══ 所给文本

LeetCode第245场周赛解题记录
1 1897. 重新分配字符使所有字符串都相等
class Solution {
public:
bool makeEqual(vector<string>& words) {
int cnt[26] = {0};
for(auto word : words)
for(char c : word)
cnt[c - 'a']++;
int n = words.size();
for(int i = 0; i < 26; i++)
if(cnt[i] % n != 0)
return false;
return true;
}
};
2 1898. 可移除字符的最大数目
思路:二分+check
- 在check函数中比较s’和p用了贪心的思想,将s’中最左边的字符与p字符进行配对,然后分别比较s’和p的下一个字符,使得时间复杂度降低为线性。
class Solution {
public:
vector<int>rem;
string ss,pp;
bool check(int k)
{
string t = ss;
for(int i = 0; i <= k; i++)
t[rem[i]] = '3';
for(int i = 0, j = 0; i < t.size();i++)
{
if(t[i] == pp[j])j++;
if(j == pp.size())return true;
}
return false;
}
int maximumRemovals(string s, string p, vector<int>& removable) {
rem = removable;
int l = 0, r = rem.size() - 1, mid;
pp = p, ss = s;
while(l < r)
{
mid = l + r + 1 >> 1;
if(check(mid))l = mid;
else r = mid - 1;
}
if(l == 0 && !check(0))return 0;
return l + 1;
}
};
3 1899. 合并若干三元组以形成目标三元组
思路:脑筋急转弯
- 得到target = [x, y, z]的充分必要条件就是存在满足下列三个条件的一个或多个三元组[a,b,c]:
- a=x, b<=y, c<=z
- a<=x, b=y, c<=z
- a<=x, b<=y, c=z
class Solution {
public:
bool mergeTriplets(vector<vector<int>>& triplets, vector<int>& target) {
bool flag1, flag2, flag3;
flag1 = flag2 = flag3 = false;
for(auto tr : triplets)

════
══ 所示数据

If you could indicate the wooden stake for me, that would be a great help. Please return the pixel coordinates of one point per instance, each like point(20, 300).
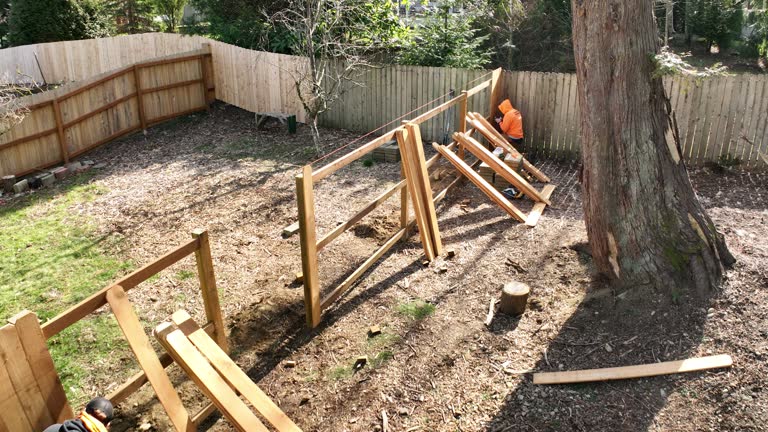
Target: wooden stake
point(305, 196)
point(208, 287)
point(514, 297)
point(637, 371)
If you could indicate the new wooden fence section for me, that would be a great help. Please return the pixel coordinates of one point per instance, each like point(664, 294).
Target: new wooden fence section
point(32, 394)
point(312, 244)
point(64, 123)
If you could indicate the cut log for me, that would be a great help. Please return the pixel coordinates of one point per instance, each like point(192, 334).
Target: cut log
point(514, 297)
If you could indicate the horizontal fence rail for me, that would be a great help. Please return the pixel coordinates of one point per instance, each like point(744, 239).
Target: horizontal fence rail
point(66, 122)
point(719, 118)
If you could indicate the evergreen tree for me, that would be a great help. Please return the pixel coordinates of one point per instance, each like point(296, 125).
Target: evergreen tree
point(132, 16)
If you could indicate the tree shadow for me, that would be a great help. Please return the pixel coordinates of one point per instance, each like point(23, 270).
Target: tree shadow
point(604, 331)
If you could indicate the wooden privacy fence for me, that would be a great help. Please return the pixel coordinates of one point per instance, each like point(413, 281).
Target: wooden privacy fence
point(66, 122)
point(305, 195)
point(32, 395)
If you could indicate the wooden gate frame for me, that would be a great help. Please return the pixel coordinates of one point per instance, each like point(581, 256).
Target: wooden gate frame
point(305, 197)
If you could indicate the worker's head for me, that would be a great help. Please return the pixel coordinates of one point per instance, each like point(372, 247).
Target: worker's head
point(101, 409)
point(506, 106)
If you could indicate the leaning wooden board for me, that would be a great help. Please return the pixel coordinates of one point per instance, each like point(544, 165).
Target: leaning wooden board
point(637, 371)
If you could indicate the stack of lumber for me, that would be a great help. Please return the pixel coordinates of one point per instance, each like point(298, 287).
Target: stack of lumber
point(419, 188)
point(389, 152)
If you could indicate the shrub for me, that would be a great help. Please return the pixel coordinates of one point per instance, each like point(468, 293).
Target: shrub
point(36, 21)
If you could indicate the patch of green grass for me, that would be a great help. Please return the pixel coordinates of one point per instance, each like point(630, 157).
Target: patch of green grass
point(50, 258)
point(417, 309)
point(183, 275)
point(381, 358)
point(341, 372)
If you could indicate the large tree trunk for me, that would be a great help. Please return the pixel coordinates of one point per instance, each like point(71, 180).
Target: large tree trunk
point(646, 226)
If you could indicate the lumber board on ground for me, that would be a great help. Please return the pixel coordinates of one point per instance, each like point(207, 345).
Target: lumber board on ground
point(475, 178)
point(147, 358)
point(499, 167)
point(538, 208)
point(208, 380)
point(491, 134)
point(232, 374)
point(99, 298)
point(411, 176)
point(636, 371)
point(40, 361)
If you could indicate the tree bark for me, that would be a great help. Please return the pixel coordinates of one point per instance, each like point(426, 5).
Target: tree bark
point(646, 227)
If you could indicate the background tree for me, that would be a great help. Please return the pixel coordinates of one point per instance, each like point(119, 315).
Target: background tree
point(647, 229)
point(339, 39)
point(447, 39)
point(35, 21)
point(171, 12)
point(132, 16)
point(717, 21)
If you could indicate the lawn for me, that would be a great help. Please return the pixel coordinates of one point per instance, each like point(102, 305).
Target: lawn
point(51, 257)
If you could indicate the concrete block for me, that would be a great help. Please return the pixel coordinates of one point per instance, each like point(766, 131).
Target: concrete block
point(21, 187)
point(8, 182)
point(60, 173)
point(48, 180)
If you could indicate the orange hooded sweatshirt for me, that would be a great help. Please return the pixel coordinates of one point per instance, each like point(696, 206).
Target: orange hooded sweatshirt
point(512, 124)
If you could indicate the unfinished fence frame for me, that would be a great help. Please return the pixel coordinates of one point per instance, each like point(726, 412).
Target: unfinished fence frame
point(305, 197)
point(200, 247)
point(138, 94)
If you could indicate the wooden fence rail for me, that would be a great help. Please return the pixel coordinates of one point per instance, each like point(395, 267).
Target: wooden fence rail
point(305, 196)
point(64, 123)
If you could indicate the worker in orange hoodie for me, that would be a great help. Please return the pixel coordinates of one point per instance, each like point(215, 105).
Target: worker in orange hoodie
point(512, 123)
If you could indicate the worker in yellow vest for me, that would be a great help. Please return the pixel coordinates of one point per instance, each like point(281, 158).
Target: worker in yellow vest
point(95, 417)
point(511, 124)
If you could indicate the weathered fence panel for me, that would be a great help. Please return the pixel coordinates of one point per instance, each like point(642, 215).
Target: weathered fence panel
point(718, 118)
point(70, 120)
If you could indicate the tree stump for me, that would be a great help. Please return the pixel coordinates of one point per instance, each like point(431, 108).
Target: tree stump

════

任务要求:
**a.** 请把所给文本中以“在check函数中比较”开头的段落改写得更简短，保留其主要内容。
**b.** 在记录中从包含“If you could indicate the leaning”的那一行开始、到包含“point(646, 227)”的那一行结束，请将这些行重新写出，把其中的“lumber”替换为“timber”，其余内容一律不变。

各题答案:
**a.** check函数用贪心方式比较s’与p：让s’最左边的字符与p的字符配对，再各自比较下一个字符，从而把时间复杂度降为线性。

**b.**
If you could indicate the leaning wooden board for me, that would be a great help. Please return the pixel coordinates of one point per instance, each like point(544, 165).
Target: leaning wooden board
point(637, 371)
If you could indicate the stack of timber for me, that would be a great help. Please return the pixel coordinates of one point per instance, each like point(298, 287).
Target: stack of timber
point(419, 188)
point(389, 152)
If you could indicate the shrub for me, that would be a great help. Please return the pixel coordinates of one point per instance, each like point(468, 293).
Target: shrub
point(36, 21)
If you could indicate the patch of green grass for me, that would be a great help. Please return the pixel coordinates of one point per instance, each like point(630, 157).
Target: patch of green grass
point(50, 258)
point(417, 309)
point(183, 275)
point(381, 358)
point(341, 372)
If you could indicate the large tree trunk for me, that would be a great help. Please return the pixel coordinates of one point per instance, each like point(71, 180).
Target: large tree trunk
point(646, 226)
If you could indicate the timber board on ground for me, that would be a great help. Please return the pixel coordinates of one point per instance, each like point(207, 345).
Target: timber board on ground
point(475, 178)
point(147, 358)
point(499, 167)
point(538, 208)
point(208, 380)
point(491, 134)
point(232, 374)
point(99, 298)
point(411, 176)
point(636, 371)
point(40, 361)
If you could indicate the tree bark for me, that would be a great help. Please return the pixel coordinates of one point per instance, each like point(426, 5).
Target: tree bark
point(646, 227)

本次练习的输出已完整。